## Exercise
List each line in the listing below that contains the string "nike", matching case exactly.

## Records supplied
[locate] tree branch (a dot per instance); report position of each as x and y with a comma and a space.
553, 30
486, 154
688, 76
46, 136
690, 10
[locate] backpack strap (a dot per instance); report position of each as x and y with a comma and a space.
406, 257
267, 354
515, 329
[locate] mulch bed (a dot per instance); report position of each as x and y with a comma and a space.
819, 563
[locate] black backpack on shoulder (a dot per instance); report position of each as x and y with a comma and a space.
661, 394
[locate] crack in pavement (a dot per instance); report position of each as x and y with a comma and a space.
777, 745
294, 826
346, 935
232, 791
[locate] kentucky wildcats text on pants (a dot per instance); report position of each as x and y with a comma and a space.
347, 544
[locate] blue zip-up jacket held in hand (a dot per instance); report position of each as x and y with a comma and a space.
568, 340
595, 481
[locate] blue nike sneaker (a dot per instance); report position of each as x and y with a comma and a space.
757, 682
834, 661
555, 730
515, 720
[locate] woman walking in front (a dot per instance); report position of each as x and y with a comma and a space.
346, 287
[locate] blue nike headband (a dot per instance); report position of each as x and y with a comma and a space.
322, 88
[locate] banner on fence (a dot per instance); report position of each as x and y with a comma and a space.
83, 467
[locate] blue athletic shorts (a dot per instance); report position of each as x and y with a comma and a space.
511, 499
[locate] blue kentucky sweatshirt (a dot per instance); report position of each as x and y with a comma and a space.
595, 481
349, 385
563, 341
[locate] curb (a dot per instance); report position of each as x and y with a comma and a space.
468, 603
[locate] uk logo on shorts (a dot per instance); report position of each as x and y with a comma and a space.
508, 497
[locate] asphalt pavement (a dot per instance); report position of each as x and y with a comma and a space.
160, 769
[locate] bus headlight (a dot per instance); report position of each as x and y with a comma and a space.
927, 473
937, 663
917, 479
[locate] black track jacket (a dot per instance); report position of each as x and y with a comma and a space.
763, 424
==
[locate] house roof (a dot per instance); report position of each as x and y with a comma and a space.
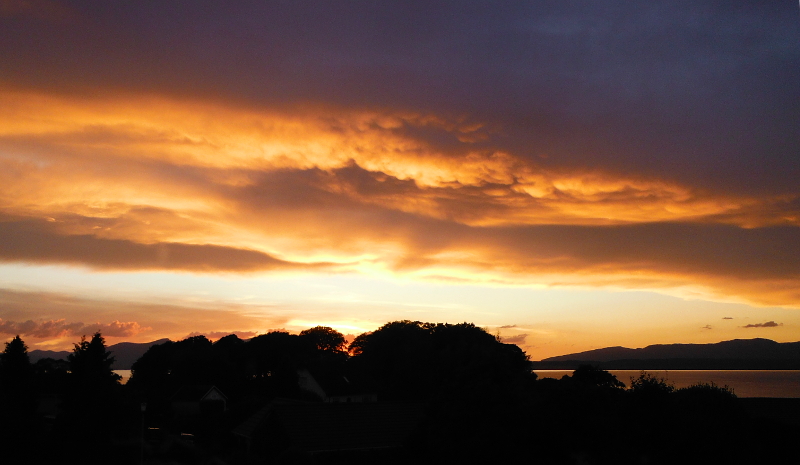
---
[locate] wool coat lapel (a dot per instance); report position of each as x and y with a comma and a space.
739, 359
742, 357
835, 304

## Solution
[locate] blue nike sneaker (a dot per instance); report position of each as x and y with a comma and a space.
[locate] blue nike headband (a dot per instance); report position of each as x and y with a comma and a space.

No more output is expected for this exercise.